**Records for this exercise:**
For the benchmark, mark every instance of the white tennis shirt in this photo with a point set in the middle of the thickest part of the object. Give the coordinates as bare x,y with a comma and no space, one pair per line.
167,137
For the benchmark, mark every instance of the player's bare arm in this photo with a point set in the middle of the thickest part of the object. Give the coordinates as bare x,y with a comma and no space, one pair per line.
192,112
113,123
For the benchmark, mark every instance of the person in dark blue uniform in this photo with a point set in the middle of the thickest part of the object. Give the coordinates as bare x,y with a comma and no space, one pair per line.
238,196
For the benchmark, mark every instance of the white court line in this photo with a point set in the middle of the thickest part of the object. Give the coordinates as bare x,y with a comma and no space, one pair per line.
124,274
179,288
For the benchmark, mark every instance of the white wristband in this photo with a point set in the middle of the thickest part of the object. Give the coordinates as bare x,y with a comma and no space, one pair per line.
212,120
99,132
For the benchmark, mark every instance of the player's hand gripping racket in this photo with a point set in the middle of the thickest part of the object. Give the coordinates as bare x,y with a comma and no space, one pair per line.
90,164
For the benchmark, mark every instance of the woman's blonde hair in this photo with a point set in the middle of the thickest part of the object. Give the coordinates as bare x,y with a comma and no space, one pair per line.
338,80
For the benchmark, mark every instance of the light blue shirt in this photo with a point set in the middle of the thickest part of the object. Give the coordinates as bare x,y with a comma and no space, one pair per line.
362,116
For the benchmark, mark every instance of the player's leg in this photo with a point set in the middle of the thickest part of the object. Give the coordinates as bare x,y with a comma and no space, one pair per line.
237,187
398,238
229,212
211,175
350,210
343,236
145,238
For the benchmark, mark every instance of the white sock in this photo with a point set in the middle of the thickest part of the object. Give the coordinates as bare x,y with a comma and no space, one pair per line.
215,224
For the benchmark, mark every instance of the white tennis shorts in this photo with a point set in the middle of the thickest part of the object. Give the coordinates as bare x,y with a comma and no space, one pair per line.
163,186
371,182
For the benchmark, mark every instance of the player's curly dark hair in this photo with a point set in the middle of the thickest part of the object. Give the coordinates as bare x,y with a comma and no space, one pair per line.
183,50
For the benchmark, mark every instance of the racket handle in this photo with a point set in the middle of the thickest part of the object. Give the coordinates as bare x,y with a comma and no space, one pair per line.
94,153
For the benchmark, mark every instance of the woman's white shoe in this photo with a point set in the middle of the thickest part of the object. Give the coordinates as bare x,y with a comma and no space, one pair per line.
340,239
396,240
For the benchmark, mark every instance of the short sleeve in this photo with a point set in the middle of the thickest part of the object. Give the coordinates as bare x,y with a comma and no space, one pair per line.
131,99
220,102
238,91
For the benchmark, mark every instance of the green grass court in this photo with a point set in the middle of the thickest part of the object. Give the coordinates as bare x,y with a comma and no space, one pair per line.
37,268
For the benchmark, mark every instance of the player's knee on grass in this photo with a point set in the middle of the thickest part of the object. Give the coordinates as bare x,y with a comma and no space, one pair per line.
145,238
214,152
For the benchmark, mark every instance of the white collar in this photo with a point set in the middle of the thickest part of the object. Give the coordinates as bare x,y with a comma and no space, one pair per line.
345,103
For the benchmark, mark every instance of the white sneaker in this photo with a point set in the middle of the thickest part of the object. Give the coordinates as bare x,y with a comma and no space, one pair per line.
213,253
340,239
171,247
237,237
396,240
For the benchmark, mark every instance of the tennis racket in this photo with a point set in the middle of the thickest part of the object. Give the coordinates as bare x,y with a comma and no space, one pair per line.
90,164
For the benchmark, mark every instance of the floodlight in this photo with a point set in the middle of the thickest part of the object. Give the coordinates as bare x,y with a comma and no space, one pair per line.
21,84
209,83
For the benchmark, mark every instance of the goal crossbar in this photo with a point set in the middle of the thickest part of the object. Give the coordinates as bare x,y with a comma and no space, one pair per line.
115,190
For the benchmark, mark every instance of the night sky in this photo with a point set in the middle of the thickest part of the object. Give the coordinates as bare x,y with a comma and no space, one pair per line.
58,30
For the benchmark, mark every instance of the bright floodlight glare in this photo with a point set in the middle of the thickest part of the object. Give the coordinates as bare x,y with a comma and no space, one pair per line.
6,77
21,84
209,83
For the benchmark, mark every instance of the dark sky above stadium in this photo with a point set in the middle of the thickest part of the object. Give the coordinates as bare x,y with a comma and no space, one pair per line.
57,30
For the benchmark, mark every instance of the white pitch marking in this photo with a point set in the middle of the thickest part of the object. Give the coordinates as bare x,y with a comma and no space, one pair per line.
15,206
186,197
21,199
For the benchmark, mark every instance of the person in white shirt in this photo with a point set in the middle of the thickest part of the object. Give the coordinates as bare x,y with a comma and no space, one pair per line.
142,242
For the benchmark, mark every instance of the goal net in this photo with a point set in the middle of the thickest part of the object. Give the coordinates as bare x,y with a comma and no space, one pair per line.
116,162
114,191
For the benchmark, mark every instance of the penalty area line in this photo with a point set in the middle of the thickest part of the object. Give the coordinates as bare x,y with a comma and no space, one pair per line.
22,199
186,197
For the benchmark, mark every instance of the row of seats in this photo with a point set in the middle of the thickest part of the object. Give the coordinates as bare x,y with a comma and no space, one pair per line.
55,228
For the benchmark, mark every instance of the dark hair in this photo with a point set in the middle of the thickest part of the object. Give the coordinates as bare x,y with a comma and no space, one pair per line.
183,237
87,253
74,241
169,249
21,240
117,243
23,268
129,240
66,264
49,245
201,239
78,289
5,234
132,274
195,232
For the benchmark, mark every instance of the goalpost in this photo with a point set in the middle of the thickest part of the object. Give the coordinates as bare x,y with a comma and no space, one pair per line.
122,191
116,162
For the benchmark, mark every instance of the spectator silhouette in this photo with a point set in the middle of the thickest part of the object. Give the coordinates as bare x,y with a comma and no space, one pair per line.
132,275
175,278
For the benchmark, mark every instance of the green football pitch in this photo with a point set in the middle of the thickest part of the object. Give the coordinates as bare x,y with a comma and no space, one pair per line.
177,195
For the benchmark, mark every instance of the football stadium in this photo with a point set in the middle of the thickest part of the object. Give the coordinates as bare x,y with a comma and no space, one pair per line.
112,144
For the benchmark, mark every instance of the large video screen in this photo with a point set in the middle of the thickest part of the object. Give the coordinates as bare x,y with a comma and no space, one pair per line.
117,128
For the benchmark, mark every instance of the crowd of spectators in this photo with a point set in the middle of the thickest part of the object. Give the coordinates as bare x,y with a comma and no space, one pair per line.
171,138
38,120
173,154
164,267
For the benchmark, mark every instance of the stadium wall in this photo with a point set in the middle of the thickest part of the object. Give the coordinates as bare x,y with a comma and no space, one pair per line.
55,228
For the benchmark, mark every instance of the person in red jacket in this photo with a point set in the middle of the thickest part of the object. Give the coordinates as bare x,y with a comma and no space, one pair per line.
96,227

**Aim:**
Extract the full listing and reproduce each line exactly.

**Solution:**
For the benchmark, mark every instance of the white tennis shirt in this photo with a point set in the middle of the thickest part of the object. Give the coordinates as bare x,y with a comma and no space, one pair per line.
167,137
For the benchmark, mark every instance of the player's bare arm in this photo with a point set in the middle of the thickest part of the object. Give the coordinates as bare x,y with a comma and no space, one pair per line.
192,112
113,123
For the benchmark, mark every instance of the person in dark blue uniform in this photo with a point set in the middle of the thickest part of the object. Give the coordinates as bare x,y with a comma and no space, one pair per line.
238,196
For the benchmark, mark every instance of the white court line in this photo with a point set in the middle of the thickest part of the object. Give the coordinates as bare x,y with a comma and no space, one pair per line.
124,274
179,288
For the benchmark, mark every instance of the white wristband in this photo with a point set in the middle of the thickest part of the object. Give the coordinates as bare x,y with a comma and no space, one pair per line.
212,120
99,132
For the benchmark, mark every instance of the player's hand gripping racket in this photo with a point set in the middle of the thickest part of the object. Give the coordinates as bare x,y with a comma and no space, one pair per line.
90,164
For the benchmark, mark every instance of the woman's blonde hair in this photo with a point set in the middle of the thickest part of the object. Give the coordinates as bare x,y with a comma and no space, one pair per line.
338,80
For the benchmark, mark every instance of the light blue shirt in this photo with a point set in the middle of the thickest part of the object. Give the coordinates as bare x,y with a comma and no space, one pair per line.
362,116
For the benchmark, mark every instance of the player's leg in this photo with a point set in the middle of the thickest part of the object. Give the coordinates as bare x,y with a comma and no space, one pair per line.
237,187
398,238
229,212
211,175
350,210
343,236
145,238
For the benchmark, mark every instance of the white sock in this photo with a point set in the middle of the thickest part of the object. Give the coordinates as bare x,y with a comma and no space, one pair per line.
215,224
For the benchmark, mark every instance of the white tennis shorts in this photo with a point set in the middle of the thickest part of the object. Give the coordinates as bare x,y with a comma and no space, one pair per line.
163,186
371,182
For the benchmark, mark every instance of the player's curly dark hair in this photo with a point set in the middle of the thickest part of the object. Give the coordinates as bare x,y with a comma and no space, one pair per line.
183,50
For the benchmark, mark every instance of the racket handle in this photo with a point set in the middle of the thickest part of the object. Give the coordinates as bare x,y with a comma and no space, one pair per line.
94,153
For the benchmark, mark every instance of the woman's white shoe in this photo with a point set in the middle of the thickest part of the object. Give the coordinates as bare x,y with a comma and no space, one pair per line.
340,239
396,240
For the benchmark, mark every instance of the short sleeve in this photo with a point set in the middle of the thickest part of the object. Give the coordinates as bare x,y with a comma and no space, one pair per line.
131,99
220,102
238,91
For the benchmark, mark every instance of the green grass court in this photo with a point set in the middle of the thickest part of the object. Give the coordinates as bare x,y with a comma and no space, one pair per line.
37,268
For the benchmark, mark every instance of the player's knee on grass in this photo with a point set in the middle of the thickest part of the object. Give the coordinates as bare x,y with a comma and no space, one pair per line.
145,238
214,152
For the benchmark, mark every instance of the white collar in this photo with a point set in the middle of the thickest part of the object. Give the coordinates as bare x,y with a comma and no space, one pair per line.
345,103
For the benchmark, mark every instance of the white sneaker in this photo with a point set in the middle of the thickest part of the object. Give the coordinates as bare x,y with a comma and no space, one pair per line.
213,253
340,239
171,247
237,237
396,240
For the benchmark, mark every instance of the tennis racket in this photo with a point set in the middle of the thickest part of the object. Give the coordinates as bare x,y with a comma and no space, one pair per line.
90,164
For the benchmark, mark every instance of the floodlight in this photo with a point set in the middle of the thickest part of the object. Give the coordinates as bare x,y with a comma and no space, one pair per line.
21,84
209,83
For the benchmark, mark every instance of the goal crossbar in this photo with a point set in the middle of the thickest part of the object. Give the coordinates as bare x,y with a comma and no space, one pair per line.
115,190
For the benchmark, mark every instance of the night sky in this photo with a point set in the middle of the thickest part of the object. Give the coordinates as bare x,y with a comma and no space, one pair per line.
58,30
For the benchmark, mark every instance of the bright floodlight glare in this photo with a point set in the middle of the thickest part of the object. Give the coordinates as bare x,y with a comma and no space, one pair per line.
6,77
21,84
209,83
For the benchmark, mark every instance of the dark sky above stadium in this photo with a point set in the middle of the thickest part of the object. Give the coordinates as bare x,y with a comma and no space, one pair per line.
57,30
For the benchmark, mark every instance of the white pitch marking in this photo with a point set in the middle of the thickest part of the object. Give the coordinates as bare x,y with a comma and no space, one pair per line.
15,206
186,197
21,199
For the benchmark, mark every instance of the person in white shirt in this photo with a point set in the middle of the thickest part of the object. Give the coordinates as bare x,y with a comma and no space, one pair per line.
142,242
For the benchmark, mark every instance of the goal net in this photo with a point set in the middle of the thickest part of the object. Give the coordinates as bare x,y with a comma and no space, one pair per line.
116,162
114,191
For the benchmark, mark every instance of the penalty area line in this photo with a point set in the middle of the thickest part of the object. Give the coordinates as bare x,y with a comma and no space, one pair per line.
22,199
186,197
For the benchmark, mark every instance of the row of seats in this photo with a point set in the middle of the thickest part of the object. Give the coordinates as bare x,y with a comma and no space, one pair per line.
55,228
For the benchmark, mark every instance of the dark hair in this photo with a point set in the middle of the thickest part of the object. Give the coordinates as bare x,y with a comma and no space, one pair per line.
183,237
87,253
74,241
169,249
21,240
117,243
23,268
129,240
66,264
49,245
201,239
78,289
5,234
132,274
195,232
For the benchmark, mark every instance of the goalpost in this photo with a point set in the middle of the thickest part of the object. Give the coordinates as bare x,y with a comma and no space, one pair per line.
122,191
116,162
For the benchmark, mark every instance of the spectator silhouette in this photo with a point set in the middle of the thickest part of the object. Give the coordinates as bare x,y with a comma and no space, one pair per line.
132,275
175,278
For the benchmark, mark every instance of the green football pitch in this photo with a point set in the middle of the thickest part of the object. Give the coordinates as bare x,y with a comma and no space, one pair per line.
177,195
For the benchmark, mark every instance of the football stadium in this photo with a point set in the middle of the thickest part of the object. Give the coordinates as bare x,y with a comma and no space, one pair per line.
112,144
For the benchmark, mark every instance of the large video screen in this photo with a point set in the middle of the thickest part of the object. Give the coordinates as bare x,y with a comma and no space, one pair per line.
117,128
For the benchmark, mark every instance of the crowd of spectators in this photo with a point set in the middle of the thickest part of the object. Give the coordinates as bare x,y with a comma and no space, one pair per line.
171,138
38,120
173,154
164,267
For the benchmark, mark every instance of the stadium wall in this photo with a point set in the middle of the thickest part of the object. Give the coordinates as bare x,y with a comma and no space, one pair per line.
55,228
For the benchmark, mark every instance of the person in red jacket in this photo with a point set in the middle of the thickest part of the object. Give the coordinates as bare x,y with a comma and no space, one pair per line.
96,227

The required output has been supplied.